**Work to complete:** Set out exactly, line by line, the stretch of data below that begins at the line containing "Target: rear passenger door" and ends at the line containing "Could you spot the tire track", with both ends kept.

___ Dataset extract

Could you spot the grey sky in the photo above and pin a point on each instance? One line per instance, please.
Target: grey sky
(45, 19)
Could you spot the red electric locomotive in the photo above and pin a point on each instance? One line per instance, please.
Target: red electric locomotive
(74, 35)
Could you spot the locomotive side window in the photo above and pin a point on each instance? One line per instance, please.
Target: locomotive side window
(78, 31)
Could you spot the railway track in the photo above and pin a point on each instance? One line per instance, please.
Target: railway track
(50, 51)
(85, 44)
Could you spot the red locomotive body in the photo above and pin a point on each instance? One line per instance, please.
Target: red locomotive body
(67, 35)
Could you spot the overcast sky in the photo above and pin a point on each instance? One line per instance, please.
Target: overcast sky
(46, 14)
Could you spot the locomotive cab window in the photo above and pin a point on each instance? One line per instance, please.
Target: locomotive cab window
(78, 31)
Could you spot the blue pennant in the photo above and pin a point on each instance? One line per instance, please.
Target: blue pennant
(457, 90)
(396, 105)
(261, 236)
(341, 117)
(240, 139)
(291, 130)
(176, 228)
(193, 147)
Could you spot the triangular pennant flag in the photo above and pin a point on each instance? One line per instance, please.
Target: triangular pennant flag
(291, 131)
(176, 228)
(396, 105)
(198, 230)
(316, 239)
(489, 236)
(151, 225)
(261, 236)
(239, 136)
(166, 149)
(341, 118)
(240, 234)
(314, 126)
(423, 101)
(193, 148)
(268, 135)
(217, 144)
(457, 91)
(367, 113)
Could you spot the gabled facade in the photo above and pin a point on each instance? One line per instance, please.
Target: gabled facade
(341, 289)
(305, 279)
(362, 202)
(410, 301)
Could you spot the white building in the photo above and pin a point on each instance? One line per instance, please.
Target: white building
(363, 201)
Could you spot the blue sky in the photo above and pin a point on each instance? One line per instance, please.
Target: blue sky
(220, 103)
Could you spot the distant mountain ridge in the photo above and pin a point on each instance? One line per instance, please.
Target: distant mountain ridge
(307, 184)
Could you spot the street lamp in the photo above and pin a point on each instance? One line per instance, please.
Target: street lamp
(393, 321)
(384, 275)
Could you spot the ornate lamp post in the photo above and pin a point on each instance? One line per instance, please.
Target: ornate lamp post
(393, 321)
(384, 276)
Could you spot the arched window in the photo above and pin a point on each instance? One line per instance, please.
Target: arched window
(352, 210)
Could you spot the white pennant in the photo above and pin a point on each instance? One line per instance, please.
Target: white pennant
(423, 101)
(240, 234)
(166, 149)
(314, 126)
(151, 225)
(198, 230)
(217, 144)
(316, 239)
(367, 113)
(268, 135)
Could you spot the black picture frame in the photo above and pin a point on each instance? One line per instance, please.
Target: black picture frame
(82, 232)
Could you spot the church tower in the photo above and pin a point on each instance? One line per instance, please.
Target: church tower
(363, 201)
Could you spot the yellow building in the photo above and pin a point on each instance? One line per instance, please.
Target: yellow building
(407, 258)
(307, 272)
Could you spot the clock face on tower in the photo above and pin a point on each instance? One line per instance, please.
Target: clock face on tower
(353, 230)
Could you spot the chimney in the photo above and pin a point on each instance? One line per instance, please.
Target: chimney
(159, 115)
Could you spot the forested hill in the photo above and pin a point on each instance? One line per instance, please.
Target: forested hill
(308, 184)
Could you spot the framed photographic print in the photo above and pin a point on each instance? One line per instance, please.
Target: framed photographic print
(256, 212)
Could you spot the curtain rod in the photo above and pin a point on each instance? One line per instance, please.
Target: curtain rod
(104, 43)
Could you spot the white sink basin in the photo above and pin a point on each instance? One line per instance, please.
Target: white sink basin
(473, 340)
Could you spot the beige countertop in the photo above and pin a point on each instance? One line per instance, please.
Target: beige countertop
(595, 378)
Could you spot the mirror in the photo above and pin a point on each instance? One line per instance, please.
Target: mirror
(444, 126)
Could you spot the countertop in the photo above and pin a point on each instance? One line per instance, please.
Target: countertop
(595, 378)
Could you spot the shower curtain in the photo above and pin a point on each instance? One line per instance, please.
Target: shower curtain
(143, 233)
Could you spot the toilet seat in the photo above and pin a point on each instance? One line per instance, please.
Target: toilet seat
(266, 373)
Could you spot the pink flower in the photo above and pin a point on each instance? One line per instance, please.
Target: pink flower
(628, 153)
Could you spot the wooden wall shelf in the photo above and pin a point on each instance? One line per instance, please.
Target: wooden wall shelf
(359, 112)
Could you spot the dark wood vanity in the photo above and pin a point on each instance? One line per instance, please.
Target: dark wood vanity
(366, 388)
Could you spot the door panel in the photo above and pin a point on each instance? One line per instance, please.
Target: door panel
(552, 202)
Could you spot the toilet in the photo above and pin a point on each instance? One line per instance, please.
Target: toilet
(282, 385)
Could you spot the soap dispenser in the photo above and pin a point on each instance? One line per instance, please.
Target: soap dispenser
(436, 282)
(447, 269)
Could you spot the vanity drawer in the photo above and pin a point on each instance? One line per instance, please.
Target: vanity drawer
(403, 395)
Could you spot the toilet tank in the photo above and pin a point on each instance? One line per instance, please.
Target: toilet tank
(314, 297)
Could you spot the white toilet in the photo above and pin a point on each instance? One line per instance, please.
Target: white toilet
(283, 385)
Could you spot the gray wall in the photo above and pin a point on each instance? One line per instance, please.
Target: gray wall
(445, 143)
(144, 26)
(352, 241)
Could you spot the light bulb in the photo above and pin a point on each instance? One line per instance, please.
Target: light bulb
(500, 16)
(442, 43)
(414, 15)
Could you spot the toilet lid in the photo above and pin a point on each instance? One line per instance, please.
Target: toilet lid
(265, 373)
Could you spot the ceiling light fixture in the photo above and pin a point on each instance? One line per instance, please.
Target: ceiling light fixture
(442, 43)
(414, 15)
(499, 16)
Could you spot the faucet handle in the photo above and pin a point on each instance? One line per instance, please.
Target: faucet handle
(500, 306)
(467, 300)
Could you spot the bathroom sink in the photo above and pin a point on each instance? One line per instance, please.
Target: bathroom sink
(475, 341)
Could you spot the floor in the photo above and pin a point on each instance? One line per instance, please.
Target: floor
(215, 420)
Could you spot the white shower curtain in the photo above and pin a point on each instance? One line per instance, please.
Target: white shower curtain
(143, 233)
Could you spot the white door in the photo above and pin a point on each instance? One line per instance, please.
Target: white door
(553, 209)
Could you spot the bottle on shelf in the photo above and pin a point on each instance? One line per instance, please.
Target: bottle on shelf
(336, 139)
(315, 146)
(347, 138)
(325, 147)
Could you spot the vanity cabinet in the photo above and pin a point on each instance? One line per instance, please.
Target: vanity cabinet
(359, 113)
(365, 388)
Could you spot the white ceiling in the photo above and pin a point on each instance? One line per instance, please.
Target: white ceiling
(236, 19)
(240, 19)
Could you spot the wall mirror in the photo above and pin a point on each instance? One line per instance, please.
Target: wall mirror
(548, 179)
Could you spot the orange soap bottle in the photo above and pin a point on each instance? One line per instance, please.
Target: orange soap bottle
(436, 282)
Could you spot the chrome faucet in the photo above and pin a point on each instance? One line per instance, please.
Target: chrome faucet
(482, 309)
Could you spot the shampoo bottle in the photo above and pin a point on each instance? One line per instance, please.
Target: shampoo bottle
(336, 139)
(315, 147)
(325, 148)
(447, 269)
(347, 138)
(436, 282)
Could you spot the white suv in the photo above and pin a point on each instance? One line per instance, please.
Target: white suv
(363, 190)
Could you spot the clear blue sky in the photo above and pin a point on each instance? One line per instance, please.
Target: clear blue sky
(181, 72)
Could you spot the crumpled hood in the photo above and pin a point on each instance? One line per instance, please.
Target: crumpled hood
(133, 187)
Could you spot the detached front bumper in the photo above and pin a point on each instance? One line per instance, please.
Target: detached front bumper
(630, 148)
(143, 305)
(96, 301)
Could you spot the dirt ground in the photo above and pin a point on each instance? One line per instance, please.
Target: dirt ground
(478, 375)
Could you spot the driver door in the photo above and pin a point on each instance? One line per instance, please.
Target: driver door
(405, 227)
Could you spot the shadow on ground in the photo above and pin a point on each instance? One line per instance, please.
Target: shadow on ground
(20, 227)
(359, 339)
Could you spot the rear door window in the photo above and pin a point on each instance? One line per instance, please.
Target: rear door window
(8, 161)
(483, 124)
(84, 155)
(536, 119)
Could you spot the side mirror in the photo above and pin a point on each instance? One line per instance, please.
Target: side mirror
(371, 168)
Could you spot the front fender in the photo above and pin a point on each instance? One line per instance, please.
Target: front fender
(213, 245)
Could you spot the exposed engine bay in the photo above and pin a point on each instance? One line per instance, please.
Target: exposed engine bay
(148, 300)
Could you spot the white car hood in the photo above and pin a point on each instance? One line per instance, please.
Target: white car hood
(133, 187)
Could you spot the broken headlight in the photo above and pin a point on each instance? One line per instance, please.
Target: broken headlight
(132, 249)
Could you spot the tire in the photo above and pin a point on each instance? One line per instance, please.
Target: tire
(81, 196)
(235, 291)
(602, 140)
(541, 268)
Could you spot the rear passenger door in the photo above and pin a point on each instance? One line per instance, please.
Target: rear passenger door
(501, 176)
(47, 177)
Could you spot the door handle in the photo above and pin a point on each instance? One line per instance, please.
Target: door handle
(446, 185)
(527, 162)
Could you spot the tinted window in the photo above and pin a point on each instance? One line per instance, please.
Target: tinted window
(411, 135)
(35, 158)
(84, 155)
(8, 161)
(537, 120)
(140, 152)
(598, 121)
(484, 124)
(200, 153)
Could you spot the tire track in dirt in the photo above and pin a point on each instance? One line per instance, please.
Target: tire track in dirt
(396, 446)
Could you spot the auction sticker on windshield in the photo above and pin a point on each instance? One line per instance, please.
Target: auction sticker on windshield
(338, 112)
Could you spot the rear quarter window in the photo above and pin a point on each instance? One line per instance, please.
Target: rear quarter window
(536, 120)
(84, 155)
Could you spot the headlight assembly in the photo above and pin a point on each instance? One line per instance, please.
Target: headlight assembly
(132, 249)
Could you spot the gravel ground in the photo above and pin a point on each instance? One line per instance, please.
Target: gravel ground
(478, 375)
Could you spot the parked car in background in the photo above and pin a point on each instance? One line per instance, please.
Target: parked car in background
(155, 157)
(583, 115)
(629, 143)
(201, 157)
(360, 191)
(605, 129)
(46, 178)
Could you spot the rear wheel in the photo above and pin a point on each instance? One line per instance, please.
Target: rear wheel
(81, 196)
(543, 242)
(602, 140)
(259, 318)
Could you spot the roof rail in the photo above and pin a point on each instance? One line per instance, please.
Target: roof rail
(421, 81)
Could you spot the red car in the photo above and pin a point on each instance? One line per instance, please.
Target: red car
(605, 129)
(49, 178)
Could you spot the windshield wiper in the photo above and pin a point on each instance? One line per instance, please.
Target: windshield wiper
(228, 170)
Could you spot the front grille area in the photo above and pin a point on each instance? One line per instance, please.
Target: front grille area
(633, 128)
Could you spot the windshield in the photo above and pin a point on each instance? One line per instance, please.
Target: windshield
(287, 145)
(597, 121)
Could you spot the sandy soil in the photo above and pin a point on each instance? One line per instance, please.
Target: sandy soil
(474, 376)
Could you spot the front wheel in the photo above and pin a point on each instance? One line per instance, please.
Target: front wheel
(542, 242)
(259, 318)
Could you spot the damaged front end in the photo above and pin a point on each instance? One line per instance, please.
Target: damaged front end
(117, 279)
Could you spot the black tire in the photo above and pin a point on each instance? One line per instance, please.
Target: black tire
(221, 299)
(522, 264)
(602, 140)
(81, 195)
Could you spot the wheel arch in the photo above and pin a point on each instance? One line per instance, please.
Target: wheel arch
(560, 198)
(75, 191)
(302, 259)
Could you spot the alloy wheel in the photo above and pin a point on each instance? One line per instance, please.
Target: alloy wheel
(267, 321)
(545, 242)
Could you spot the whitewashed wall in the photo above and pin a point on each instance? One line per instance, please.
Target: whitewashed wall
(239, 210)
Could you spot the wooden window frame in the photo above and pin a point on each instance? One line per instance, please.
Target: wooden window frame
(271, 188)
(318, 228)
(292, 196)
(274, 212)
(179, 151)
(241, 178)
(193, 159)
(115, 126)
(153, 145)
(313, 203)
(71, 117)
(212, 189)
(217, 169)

______

**Solution for this exercise:**
Target: rear passenger door
(501, 176)
(47, 177)
Could you spot the door handle in the photo above and pin a point on each instance? One line per instance, please.
Target: door handle
(446, 185)
(527, 162)
Could you spot the tinted window in the photo above and pin a point on each instance? One line per instance, please.
Target: tinted window
(411, 135)
(35, 158)
(84, 155)
(8, 161)
(537, 120)
(140, 152)
(598, 121)
(484, 124)
(200, 153)
Could you spot the tire track in dirt in the photo above and pin a point on each instance? One line per instance, please.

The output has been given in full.